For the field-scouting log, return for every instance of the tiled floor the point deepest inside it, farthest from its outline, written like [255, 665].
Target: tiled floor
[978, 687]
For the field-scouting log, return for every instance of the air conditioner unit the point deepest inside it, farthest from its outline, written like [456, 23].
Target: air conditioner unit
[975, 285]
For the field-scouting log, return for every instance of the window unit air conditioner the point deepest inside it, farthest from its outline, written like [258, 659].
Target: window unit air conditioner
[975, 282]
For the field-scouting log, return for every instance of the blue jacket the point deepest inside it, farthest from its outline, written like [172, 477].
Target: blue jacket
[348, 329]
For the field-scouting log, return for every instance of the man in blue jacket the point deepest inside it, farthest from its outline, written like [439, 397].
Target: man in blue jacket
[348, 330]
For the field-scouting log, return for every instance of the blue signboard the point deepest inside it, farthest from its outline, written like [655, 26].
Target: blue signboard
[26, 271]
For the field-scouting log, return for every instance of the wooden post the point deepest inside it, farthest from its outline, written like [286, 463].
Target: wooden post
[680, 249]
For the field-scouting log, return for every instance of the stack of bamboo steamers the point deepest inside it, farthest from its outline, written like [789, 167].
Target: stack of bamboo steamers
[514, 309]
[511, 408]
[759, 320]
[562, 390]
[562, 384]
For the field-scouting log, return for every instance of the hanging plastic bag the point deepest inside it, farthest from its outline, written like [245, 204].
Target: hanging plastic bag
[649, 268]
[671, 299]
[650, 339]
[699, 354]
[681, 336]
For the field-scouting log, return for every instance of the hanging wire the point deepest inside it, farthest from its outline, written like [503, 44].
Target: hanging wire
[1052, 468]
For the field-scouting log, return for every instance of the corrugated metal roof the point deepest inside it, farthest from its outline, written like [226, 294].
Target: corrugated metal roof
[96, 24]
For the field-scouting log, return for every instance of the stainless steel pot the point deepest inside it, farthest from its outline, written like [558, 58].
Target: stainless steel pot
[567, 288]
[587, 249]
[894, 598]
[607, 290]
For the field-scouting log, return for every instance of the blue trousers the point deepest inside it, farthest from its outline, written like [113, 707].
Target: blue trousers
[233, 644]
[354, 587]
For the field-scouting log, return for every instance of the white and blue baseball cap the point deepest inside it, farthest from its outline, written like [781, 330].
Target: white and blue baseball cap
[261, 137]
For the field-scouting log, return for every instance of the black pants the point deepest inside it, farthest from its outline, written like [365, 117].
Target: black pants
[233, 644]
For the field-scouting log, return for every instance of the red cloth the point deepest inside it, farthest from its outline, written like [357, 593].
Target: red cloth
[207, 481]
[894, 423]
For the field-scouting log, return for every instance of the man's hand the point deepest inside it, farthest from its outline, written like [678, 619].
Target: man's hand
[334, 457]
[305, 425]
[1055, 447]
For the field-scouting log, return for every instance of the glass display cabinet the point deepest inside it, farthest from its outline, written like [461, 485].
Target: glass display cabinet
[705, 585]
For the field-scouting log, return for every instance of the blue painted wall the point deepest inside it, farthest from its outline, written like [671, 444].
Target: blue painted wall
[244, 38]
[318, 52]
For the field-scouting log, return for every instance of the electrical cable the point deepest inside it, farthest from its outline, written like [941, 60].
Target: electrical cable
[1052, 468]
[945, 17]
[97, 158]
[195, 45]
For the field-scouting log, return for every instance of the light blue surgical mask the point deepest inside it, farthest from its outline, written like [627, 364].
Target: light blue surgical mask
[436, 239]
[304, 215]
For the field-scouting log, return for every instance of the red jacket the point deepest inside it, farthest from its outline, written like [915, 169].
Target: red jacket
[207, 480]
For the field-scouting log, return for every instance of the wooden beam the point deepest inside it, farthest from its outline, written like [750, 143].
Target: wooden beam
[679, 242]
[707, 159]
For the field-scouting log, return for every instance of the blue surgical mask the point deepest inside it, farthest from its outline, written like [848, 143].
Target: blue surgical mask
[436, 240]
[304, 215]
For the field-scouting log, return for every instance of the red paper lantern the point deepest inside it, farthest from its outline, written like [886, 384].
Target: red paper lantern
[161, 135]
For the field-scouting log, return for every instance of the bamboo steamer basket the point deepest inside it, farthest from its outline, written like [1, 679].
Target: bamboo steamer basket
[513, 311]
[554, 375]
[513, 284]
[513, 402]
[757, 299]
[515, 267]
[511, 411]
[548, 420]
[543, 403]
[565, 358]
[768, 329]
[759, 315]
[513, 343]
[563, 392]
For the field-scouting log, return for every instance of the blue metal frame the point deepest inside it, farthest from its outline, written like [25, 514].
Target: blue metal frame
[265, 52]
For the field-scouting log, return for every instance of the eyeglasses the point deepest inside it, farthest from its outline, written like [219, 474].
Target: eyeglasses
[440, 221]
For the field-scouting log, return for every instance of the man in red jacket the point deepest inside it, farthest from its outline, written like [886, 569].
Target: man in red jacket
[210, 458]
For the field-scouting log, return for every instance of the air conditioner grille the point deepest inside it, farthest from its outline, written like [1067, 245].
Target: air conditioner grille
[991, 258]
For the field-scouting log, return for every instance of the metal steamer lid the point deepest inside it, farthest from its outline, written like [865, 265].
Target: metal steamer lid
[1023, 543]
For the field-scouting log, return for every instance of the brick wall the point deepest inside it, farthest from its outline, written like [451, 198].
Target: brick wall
+++
Exercise details - Can you write out all the records above again, putting "site survey log" in place of every "field-scouting log" and leaving everything else as it stands?

Solved exercise -
For the site survey log, return for every instance of the tiled floor the point deepest inside it, farthest from its outline, written like [255, 665].
Target: tiled floor
[978, 687]
For the site survey log, return for every instance of the air conditioner unit the point deepest inside it, farthest from its outline, written like [456, 23].
Target: air conditioner unit
[975, 285]
For the site survey log, return for every instance of the window unit air conditioner the point deepest inside it, farthest from its outline, written like [258, 659].
Target: window unit air conditioner
[975, 282]
For the site survey log, return for every instance of the blue jacket the point deepest inside it, farthest from its outline, written like [172, 477].
Target: blue jacket
[348, 329]
For the site survey log, return for every instance of the man in blue jacket the point deepest inside it, farthest from its outline, written like [439, 397].
Target: man in blue jacket
[348, 330]
For the site survey log, return for every instance of the blue signboard the point deepest inside it, farthest from its outline, written like [655, 26].
Target: blue signboard
[26, 271]
For the site survey log, return for every instance of the wooden post the point deepest inside it, farthest from its outline, written like [286, 463].
Target: wooden post
[680, 249]
For the site survey log, return for every instance of the stack of bamboo steamers the point deepest inside it, farthest from its outline, written like [789, 167].
Target: stack of bamboo steamers
[514, 309]
[511, 408]
[759, 320]
[562, 390]
[562, 384]
For the site survey log, return for every instance of the hanging plastic bag the point deepest inside it, farthest from its outline, written like [245, 204].
Target: hanging plastic bag
[649, 268]
[671, 299]
[650, 339]
[699, 354]
[681, 336]
For the site survey log, return for every instance of the hanging wire the point deepest inside it, farthest from its outline, written like [503, 44].
Target: hanging wire
[1052, 468]
For the site survey log, return for every instance of the corrugated metal roof the point deepest inside it, farthest from its outline, written like [226, 294].
Target: corrugated metal roof
[96, 24]
For the site survey log, return for every instance of the stainless steel pot the point deepest inside it, farthest from its outline, written like [558, 58].
Target: stainless steel pot
[567, 288]
[587, 249]
[894, 598]
[607, 290]
For the site survey log, return for every instance of the blue trousers the point deepest inside it, farthest from its outline, written like [113, 707].
Target: blue trousers
[233, 644]
[354, 587]
For the site survey log, return for every instance of the white and blue baseball cap the point deepest inside it, farthest from its outline, written like [781, 330].
Target: white and blue baseball cap
[261, 137]
For the site survey log, return for every instance of the black pants the point deepest inside it, farthest from its outline, written like [365, 117].
Target: black pants
[233, 644]
For the site survey log, return for every instance of the red cloth the point deepest inside it, farthest from its outline, written like [357, 593].
Target: red cloth
[207, 481]
[894, 423]
For the site survey log, return for every instance of the man's hand the point deepest inside it, farthest from its outline, written like [678, 619].
Target: man's hand
[334, 457]
[305, 425]
[1055, 447]
For the site survey log, return for every instance of the glass display cabinet the point deepest inside it, farthest from its outline, written like [461, 485].
Target: glass display cabinet
[705, 585]
For the site survey log, return for every instance of the blue painted wall the point deepest inside it, farthest from its outline, written like [671, 444].
Target: blue painted wall
[244, 38]
[318, 52]
For the site survey log, return for every instance of the electrical cable the point deepest inside it, farthest from its outline, written like [941, 60].
Target: electrical cable
[1052, 468]
[945, 17]
[97, 158]
[195, 45]
For the site survey log, return for every instance of the light blue surgical mask the point deepest inside it, farthest from its outline, written like [627, 364].
Target: light blue surgical mask
[436, 239]
[304, 215]
For the site survey log, return for every instance of the red jacket the point deepest inside it, farthest from its outline, written like [915, 169].
Target: red jacket
[207, 480]
For the site survey log, return for every instance of the wooden beam the point deepest inside it, farthest from its outline, written like [750, 143].
Target: wooden beam
[679, 242]
[707, 159]
For the site survey log, return for every instance of the blue surgical mask the point deepest inside it, farthest from its outline, written like [848, 143].
Target: blue surgical mask
[436, 240]
[304, 215]
For the site survey log, return for every instance of the red paper lantern the point deepest inside it, farthest from its outline, written like [886, 384].
Target: red paper lantern
[161, 135]
For the site survey log, return for every instance of the bamboo steamer basket the point deepest inside it, farthest from its outline, written like [1, 679].
Target: bamboo steamer basket
[513, 311]
[554, 375]
[513, 284]
[513, 402]
[757, 299]
[515, 267]
[511, 411]
[548, 420]
[543, 403]
[565, 358]
[768, 329]
[759, 315]
[513, 343]
[563, 392]
For the site survey log, return for every instance of the blue metal frame the point deepest inside it, farthest from its outline, written like [25, 514].
Target: blue metal frame
[265, 52]
For the site survey log, return for every instance of the eyeglasses the point deepest inside it, farthest from its outline, written like [219, 474].
Target: eyeglasses
[440, 221]
For the site survey log, return for every instance of the man in red jacket the point deepest inside it, farthest from its outline, written like [886, 569].
Target: man in red jacket
[210, 458]
For the site survey log, return for every instance of the air conditioner grille the point deepest inside it, farthest from its outline, written like [1067, 245].
Target: air conditioner grille
[991, 258]
For the site survey log, return for every instance of the metal steamer lid the point deepest inside it, farthest from its outline, written like [865, 265].
Target: metal steamer lid
[1023, 543]
For the site survey log, return for every instance of the brick wall the point deepest inside it, farthest from its outline, written like [451, 198].
Target: brick wall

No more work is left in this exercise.